Extract provided:
⟨
A Name And A Law In Need Of Fixing

There was no question that New York’s speedy trial law, Criminal Procedure Law § 30.30, was a wreck.  It had long been gamed by prosecutors, with the willing acquiescence of judges who shrugged and said “meh, what do you want me to do?”  This was no secret, and was publicly laid bare in a New Yorker article by Jennifer Gonnerman.

And people “oohed” and “aahed,” and nothing was done about it.

Now that Kalief Browder committed suicide, there is a dead young man after whom a law can be named, too tempting for politicians to ignore. And so was born “Kalief’s Law,” because they could.

State Senator Daniel Squadron and Assemblymember Jeffrion Aubry announced legislation (S.5988) to fix New York State’s “speedy trial” law following the recent death of Kalief Browder, who spent three years in pre-trial detention at Riker’s Island. Kalief’s Law closes a legal loophole that forces defendants to endure significant delays before trial, even while in jail, despite the time limits established by law. This change will limit delays by prosecutors and the court, so that defendants are afforded their constitutional right to a speedy trial.
⟩
Extracted information:
⟨
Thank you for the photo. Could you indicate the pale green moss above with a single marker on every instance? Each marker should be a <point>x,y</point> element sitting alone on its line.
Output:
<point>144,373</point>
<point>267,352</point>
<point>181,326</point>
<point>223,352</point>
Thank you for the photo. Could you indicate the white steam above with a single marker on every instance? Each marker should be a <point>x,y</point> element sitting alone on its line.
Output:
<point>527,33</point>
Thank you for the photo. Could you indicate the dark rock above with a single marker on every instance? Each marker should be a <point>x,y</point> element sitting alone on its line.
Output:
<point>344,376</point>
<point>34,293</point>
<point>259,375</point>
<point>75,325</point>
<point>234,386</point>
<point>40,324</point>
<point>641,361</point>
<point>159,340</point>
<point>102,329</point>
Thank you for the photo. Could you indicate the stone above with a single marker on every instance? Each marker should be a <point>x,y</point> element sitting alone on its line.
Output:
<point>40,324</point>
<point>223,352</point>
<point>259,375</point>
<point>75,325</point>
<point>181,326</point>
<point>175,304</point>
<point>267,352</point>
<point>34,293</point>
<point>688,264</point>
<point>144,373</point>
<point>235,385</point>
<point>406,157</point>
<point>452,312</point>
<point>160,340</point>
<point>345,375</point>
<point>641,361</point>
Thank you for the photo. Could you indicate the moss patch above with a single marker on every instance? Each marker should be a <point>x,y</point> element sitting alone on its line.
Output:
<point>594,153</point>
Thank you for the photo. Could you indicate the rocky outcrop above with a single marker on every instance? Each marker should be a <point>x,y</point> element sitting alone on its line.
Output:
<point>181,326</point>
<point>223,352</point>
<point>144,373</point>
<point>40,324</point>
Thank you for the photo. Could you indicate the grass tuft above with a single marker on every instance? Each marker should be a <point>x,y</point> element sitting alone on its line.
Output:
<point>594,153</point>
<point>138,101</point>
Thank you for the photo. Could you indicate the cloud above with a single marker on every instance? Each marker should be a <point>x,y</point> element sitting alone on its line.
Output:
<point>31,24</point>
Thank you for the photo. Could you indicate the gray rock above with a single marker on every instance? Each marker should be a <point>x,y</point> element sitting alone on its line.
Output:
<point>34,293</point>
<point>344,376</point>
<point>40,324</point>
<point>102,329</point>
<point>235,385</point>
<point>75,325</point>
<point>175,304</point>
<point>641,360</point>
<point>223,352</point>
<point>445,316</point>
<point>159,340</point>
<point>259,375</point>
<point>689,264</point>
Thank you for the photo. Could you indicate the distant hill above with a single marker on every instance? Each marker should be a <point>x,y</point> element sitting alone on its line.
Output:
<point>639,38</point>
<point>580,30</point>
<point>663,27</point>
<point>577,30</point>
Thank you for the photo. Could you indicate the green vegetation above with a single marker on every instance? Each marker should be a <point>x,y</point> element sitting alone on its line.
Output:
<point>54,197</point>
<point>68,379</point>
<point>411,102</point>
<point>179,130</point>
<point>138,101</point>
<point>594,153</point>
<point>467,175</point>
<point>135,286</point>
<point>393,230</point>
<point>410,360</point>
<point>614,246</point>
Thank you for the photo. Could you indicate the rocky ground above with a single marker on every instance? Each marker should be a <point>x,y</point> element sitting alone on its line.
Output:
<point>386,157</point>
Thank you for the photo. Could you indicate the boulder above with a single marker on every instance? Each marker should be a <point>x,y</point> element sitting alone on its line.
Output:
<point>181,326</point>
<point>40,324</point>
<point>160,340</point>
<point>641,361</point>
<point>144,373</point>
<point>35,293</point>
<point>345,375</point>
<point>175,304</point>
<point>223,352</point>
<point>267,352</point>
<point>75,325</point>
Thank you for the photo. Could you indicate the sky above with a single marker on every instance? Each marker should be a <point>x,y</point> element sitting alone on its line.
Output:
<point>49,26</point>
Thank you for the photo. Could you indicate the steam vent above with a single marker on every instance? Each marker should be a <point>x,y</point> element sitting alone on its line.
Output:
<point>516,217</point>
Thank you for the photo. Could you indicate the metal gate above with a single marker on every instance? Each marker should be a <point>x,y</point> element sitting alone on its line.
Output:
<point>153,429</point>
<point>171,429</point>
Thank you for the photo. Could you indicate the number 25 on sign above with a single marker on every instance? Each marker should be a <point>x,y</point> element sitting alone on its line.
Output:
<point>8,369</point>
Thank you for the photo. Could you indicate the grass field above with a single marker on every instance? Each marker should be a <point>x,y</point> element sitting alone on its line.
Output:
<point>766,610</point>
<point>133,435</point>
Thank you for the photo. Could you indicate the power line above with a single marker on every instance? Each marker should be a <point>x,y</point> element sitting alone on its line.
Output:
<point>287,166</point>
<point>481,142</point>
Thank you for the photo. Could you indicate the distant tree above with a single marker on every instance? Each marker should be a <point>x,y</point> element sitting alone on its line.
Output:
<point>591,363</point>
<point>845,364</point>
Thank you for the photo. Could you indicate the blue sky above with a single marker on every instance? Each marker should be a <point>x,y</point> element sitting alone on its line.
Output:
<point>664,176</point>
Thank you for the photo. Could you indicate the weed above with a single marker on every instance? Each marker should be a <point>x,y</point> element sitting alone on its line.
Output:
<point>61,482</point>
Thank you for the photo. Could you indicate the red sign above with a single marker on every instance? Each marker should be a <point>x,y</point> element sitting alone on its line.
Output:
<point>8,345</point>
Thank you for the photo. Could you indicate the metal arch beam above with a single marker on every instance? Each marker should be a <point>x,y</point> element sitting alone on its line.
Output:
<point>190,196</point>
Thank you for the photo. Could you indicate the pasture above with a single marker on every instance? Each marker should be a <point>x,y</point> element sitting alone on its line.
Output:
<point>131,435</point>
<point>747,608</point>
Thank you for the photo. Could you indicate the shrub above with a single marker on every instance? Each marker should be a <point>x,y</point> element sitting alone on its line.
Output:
⟩
What needs to be done:
Transcribe the piece on New York's speedy trial law word for word, everything from "There was no" down to "by Jennifer Gonnerman.". Rely only on the text about New York's speedy trial law, not on the items.

Worked solution:
There was no question that New York’s speedy trial law, Criminal Procedure Law § 30.30, was a wreck.  It had long been gamed by prosecutors, with the willing acquiescence of judges who shrugged and said “meh, what do you want me to do?”  This was no secret, and was publicly laid bare in a New Yorker article by Jennifer Gonnerman.